▶ [THE EXERCISE] Convert the records below into a JSON list of strings with one string per line, omitting blank lines and leaving out the pictures.

-------- THE RECORDS

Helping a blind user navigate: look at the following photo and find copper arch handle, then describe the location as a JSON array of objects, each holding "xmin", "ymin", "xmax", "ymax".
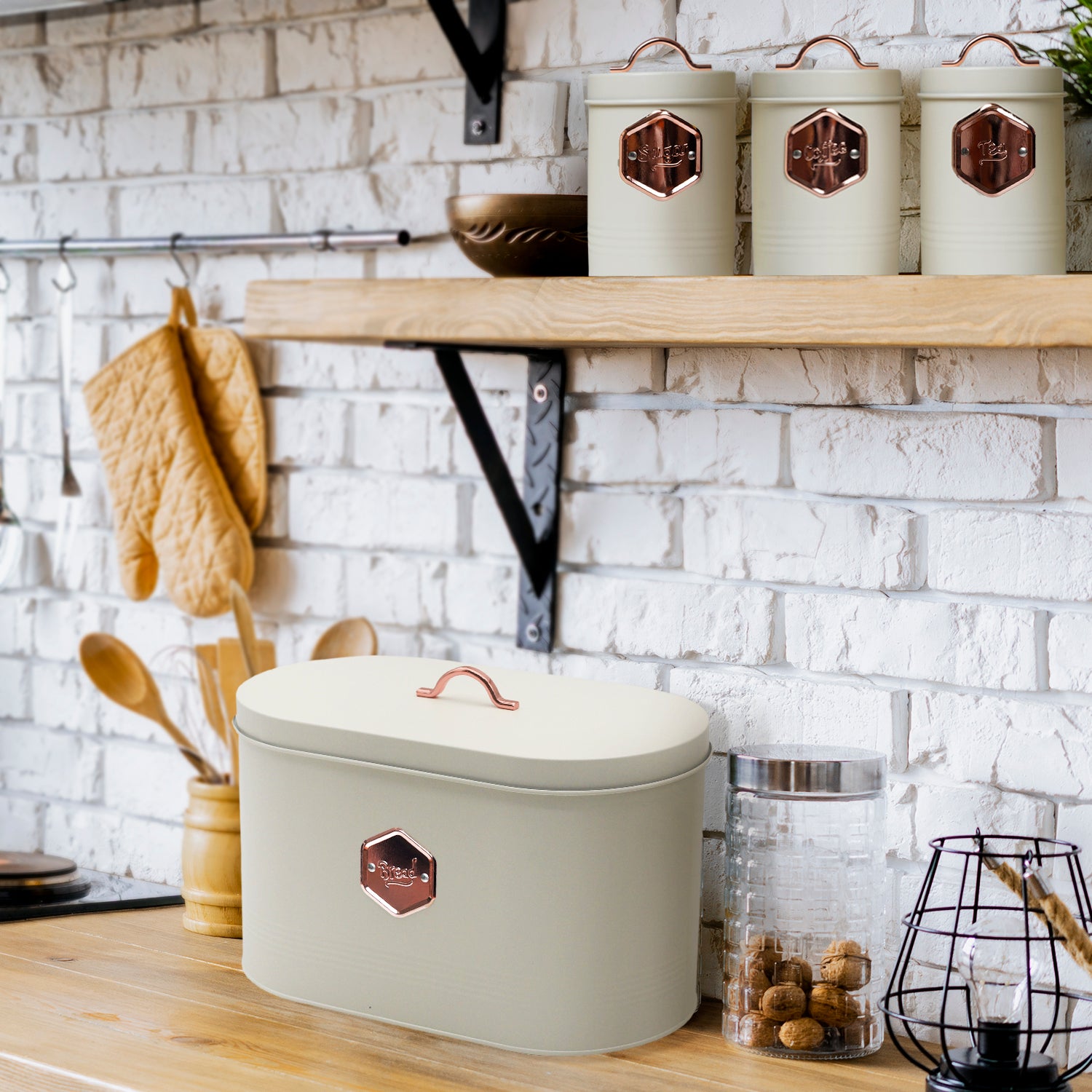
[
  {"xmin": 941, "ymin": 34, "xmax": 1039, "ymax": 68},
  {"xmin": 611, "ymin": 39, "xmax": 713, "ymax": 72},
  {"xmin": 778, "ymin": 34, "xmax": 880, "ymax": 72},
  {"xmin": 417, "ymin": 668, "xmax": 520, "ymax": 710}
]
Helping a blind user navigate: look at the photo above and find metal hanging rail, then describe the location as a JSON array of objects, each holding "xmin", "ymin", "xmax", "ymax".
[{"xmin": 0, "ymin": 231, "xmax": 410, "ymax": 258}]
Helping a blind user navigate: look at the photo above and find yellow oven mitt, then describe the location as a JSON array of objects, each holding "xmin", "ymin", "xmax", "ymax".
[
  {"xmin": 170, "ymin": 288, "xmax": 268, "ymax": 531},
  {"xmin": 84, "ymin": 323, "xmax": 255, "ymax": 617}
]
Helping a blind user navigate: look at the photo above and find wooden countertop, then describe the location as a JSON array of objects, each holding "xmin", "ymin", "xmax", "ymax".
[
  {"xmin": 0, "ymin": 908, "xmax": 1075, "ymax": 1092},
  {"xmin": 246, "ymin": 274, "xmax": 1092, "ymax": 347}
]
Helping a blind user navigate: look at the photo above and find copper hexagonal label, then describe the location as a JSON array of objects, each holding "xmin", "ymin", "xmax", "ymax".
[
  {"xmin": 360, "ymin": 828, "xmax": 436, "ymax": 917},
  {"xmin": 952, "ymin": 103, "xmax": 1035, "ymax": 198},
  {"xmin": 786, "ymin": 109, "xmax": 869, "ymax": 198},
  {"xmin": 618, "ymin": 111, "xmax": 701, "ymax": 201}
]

----------------

▶ [CORRECT OUTPUT]
[
  "Helping a blind user navigate: look at the following photo and find copper arch handle, then describe the location as a JSON array of objects, each holding \"xmin\", \"ymin\", \"xmax\", \"ymax\".",
  "[",
  "  {\"xmin\": 941, \"ymin\": 34, \"xmax\": 1039, \"ymax\": 68},",
  "  {\"xmin\": 611, \"ymin\": 39, \"xmax\": 713, \"ymax\": 72},",
  "  {\"xmin\": 778, \"ymin\": 34, \"xmax\": 880, \"ymax\": 72},",
  "  {\"xmin\": 417, \"ymin\": 668, \"xmax\": 520, \"ymax\": 710}",
  "]",
  "Helping a blind user navigate: look at the photo above and find metal hanging rail, then describe the location as a JSON array of objects, each holding \"xmin\", \"ymin\", \"xmax\", \"ymax\".",
  "[{\"xmin\": 0, \"ymin\": 231, \"xmax\": 410, \"ymax\": 258}]",
  "Helping a blind user navigate: look at the photo above and find yellow oven mitt, then describe the location as a JSON array of objects, each holding \"xmin\", \"ymin\", \"xmax\", \"ymax\".",
  "[",
  "  {\"xmin\": 170, \"ymin\": 288, \"xmax\": 268, \"ymax\": 531},",
  "  {\"xmin\": 84, \"ymin\": 323, \"xmax\": 255, \"ymax\": 617}",
  "]",
  "Helping a blind user navigate: look at the photo above and find wooden countertop, then describe the location as a JSON array of objects, each holding \"xmin\", \"ymin\", \"xmax\", \"ymax\".",
  "[",
  "  {\"xmin\": 0, \"ymin\": 908, \"xmax\": 1075, \"ymax\": 1092},",
  "  {\"xmin\": 246, \"ymin\": 274, \"xmax\": 1092, \"ymax\": 347}",
  "]",
  "Helping a blind user navigate: look at the photo above and find copper hexagonal label, then describe the location as a JSON array of objects, each holding \"xmin\", \"ymin\", \"xmax\", \"ymax\".",
  "[",
  "  {\"xmin\": 360, \"ymin\": 828, \"xmax\": 436, \"ymax\": 917},",
  "  {\"xmin\": 952, \"ymin\": 103, \"xmax\": 1035, \"ymax\": 198},",
  "  {\"xmin\": 786, \"ymin\": 109, \"xmax\": 869, \"ymax\": 198},",
  "  {\"xmin\": 618, \"ymin\": 111, \"xmax\": 701, \"ymax\": 201}",
  "]"
]